WRITTEN TASK: Write out all the records again with "picture frame" swapped for "photo frame" and everything else unchanged. Leave the pictures out.

----------

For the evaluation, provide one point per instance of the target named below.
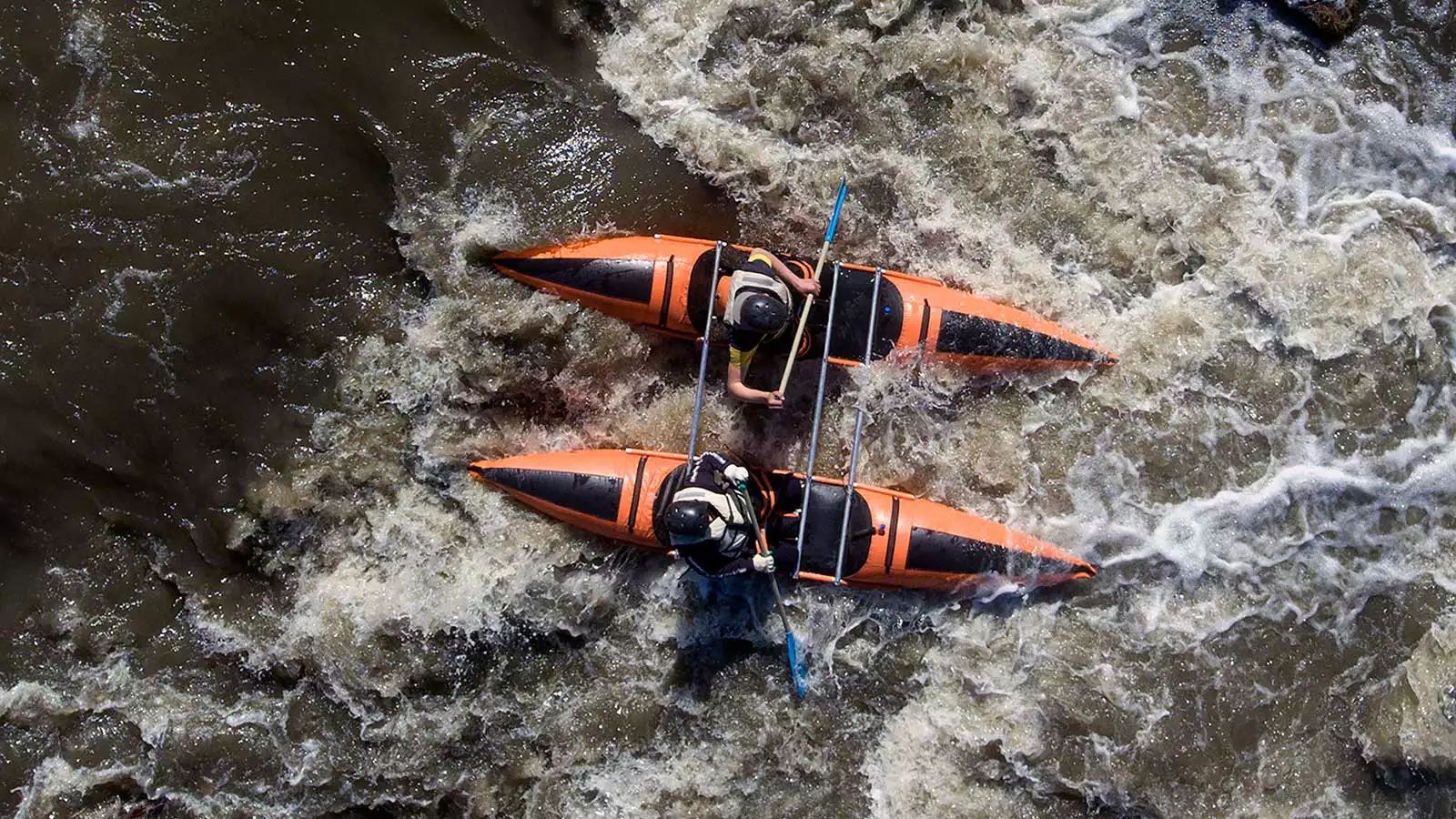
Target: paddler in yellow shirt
(759, 309)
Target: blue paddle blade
(839, 203)
(797, 666)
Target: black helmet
(689, 519)
(763, 314)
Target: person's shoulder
(743, 339)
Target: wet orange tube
(897, 540)
(662, 283)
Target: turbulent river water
(248, 344)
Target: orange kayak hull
(899, 541)
(662, 283)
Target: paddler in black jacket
(708, 522)
(761, 308)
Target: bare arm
(747, 394)
(788, 276)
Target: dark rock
(1330, 19)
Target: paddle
(797, 665)
(808, 300)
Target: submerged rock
(1331, 19)
(1407, 724)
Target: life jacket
(747, 283)
(728, 532)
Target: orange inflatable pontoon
(895, 540)
(662, 281)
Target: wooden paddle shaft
(804, 319)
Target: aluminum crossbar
(819, 416)
(859, 429)
(703, 360)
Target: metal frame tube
(819, 414)
(703, 361)
(859, 429)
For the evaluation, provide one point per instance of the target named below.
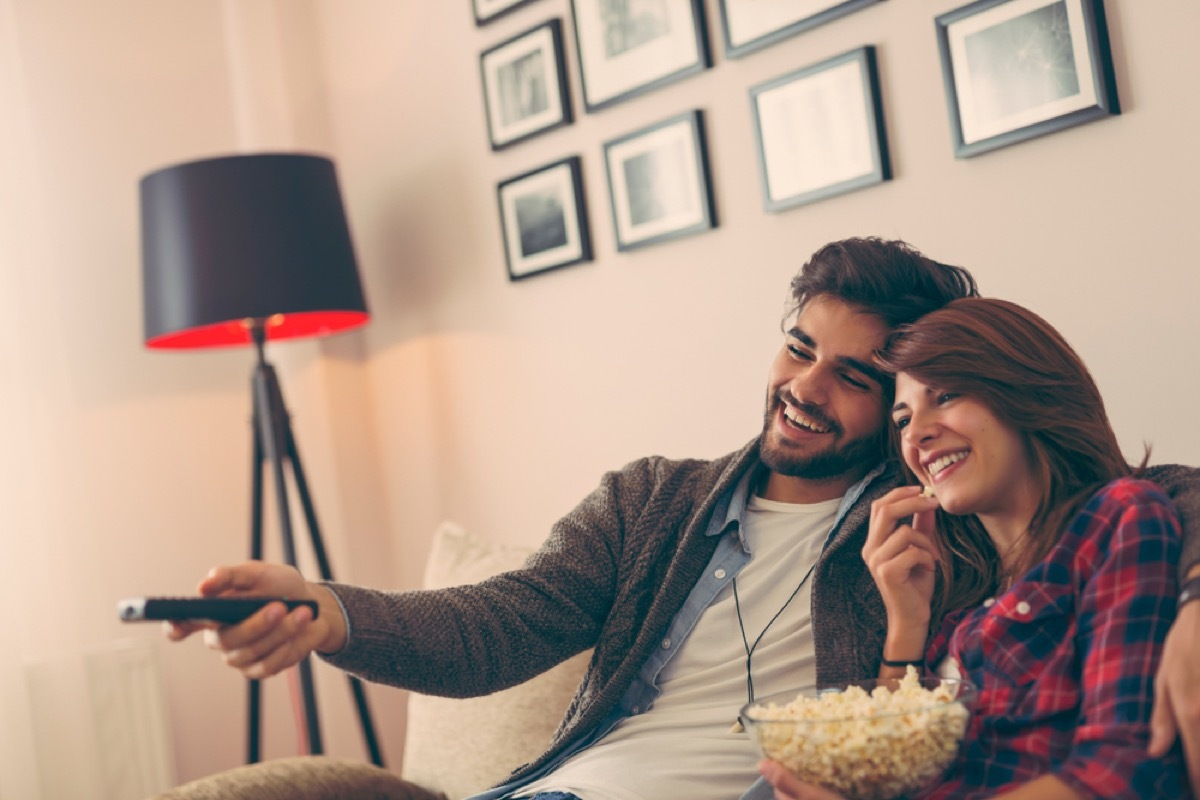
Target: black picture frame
(625, 49)
(544, 218)
(487, 11)
(990, 79)
(820, 131)
(749, 25)
(659, 185)
(525, 85)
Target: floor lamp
(237, 251)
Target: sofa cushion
(462, 746)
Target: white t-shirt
(683, 746)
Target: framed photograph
(489, 10)
(750, 25)
(629, 47)
(544, 218)
(820, 131)
(525, 85)
(658, 182)
(1015, 70)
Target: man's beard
(852, 457)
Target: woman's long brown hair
(1026, 373)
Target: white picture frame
(630, 47)
(544, 218)
(1014, 70)
(750, 25)
(820, 131)
(490, 10)
(525, 85)
(658, 182)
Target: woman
(1048, 569)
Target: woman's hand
(271, 639)
(903, 558)
(789, 787)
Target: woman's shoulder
(1128, 491)
(1127, 506)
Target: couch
(507, 728)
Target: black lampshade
(250, 236)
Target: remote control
(219, 609)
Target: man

----------

OUTPUT FOR THIS EXERCISE:
For the evaluation, provide one point per instance of the target named below.
Target: paddler in yellow shirt
(759, 309)
Target: blue paddle blade
(839, 203)
(797, 666)
Target: black helmet
(689, 519)
(763, 314)
Target: person's shoulder
(743, 339)
Target: wet orange tube
(897, 540)
(662, 283)
Target: turbulent river water
(248, 344)
Target: orange kayak hull
(899, 541)
(662, 283)
Target: paddler in black jacket
(708, 522)
(761, 308)
Target: bare arm
(747, 394)
(788, 276)
Target: dark rock
(1330, 19)
Target: paddle
(797, 665)
(808, 300)
Target: submerged rock
(1331, 19)
(1407, 724)
Target: life jacket
(747, 283)
(728, 532)
Target: orange inflatable pontoon
(895, 540)
(662, 281)
Target: wooden paddle shaft
(804, 319)
Target: aluminum crossbar
(819, 416)
(859, 429)
(703, 360)
Target: metal frame tube
(819, 414)
(703, 361)
(859, 429)
For the evaluation, provide one point per instance of the target named below.
Target: black photo frame
(625, 49)
(544, 218)
(487, 11)
(990, 79)
(820, 131)
(749, 25)
(659, 185)
(525, 85)
Target: floor lamp
(237, 251)
Target: sofa cushion
(462, 746)
Target: white t-shirt
(683, 746)
Target: framed photograph
(489, 10)
(750, 25)
(629, 47)
(544, 218)
(820, 131)
(525, 85)
(658, 182)
(1015, 70)
Target: man's beard
(852, 457)
Target: woman's long brown hair
(1026, 373)
Target: white photo frame
(630, 47)
(544, 218)
(1014, 70)
(750, 25)
(820, 131)
(490, 10)
(525, 85)
(658, 182)
Target: woman
(1048, 569)
Target: woman's hand
(271, 639)
(903, 558)
(789, 787)
Target: woman's shoulder
(1128, 491)
(1127, 506)
Target: couch
(507, 728)
Target: black lampshade
(250, 236)
Target: remote control
(219, 609)
Target: man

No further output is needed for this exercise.